§ **Provided material**
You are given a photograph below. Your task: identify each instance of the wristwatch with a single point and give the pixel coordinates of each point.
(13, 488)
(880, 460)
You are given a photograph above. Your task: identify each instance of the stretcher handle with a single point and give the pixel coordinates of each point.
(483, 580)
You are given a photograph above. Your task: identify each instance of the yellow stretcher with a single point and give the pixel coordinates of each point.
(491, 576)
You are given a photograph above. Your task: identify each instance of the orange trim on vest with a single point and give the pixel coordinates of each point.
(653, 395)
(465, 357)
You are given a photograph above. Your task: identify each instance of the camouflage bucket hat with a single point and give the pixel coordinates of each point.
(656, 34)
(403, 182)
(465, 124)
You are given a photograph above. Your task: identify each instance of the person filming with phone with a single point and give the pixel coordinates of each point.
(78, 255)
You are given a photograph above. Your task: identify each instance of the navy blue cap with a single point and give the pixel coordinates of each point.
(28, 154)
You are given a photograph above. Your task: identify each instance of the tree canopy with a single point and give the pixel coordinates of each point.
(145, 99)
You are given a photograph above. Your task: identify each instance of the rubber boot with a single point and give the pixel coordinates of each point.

§ **Task goal**
Write the material out again in its entirety, exactly as shown.

§ **Finished exercise**
You are given a photograph below. Your task: identify each instance of the wristwatch with a single point and give the pixel coordinates of each point.
(13, 488)
(880, 460)
You are given a photograph above. Your task: identify each instance of the stretcher handle with a single point and give the pixel coordinates of each point.
(483, 580)
You are given a photograph above. Your task: identify each instance of the yellow stretcher with a single point and give the pixel coordinates of each point.
(491, 576)
You are given a photograph above. Your task: identify each instance of the orange trim on vest with a single point and give the pixel coordinates of each point.
(653, 395)
(465, 357)
You are given a photograph above. Your task: identify each instance of the camouflage bucket hat with a single point and give the pixel coordinates of each point.
(656, 34)
(403, 182)
(465, 124)
You are given a photograph above. Your task: identify each instance of the person filming with phone with a single point and give the pixel coordinates of each point.
(78, 255)
You are given a photograph above. Your task: identify each instance of the navy blue cap with a single point and give the pixel coordinates of each point.
(28, 154)
You are given a photograph above. Your task: identify each instance of the tree canopy with a single point and give the pixel coordinates of each point.
(145, 99)
You are given a photograph above. Your task: identify each instance of the rubber boot with a single point and give the pixel coordinates of each point.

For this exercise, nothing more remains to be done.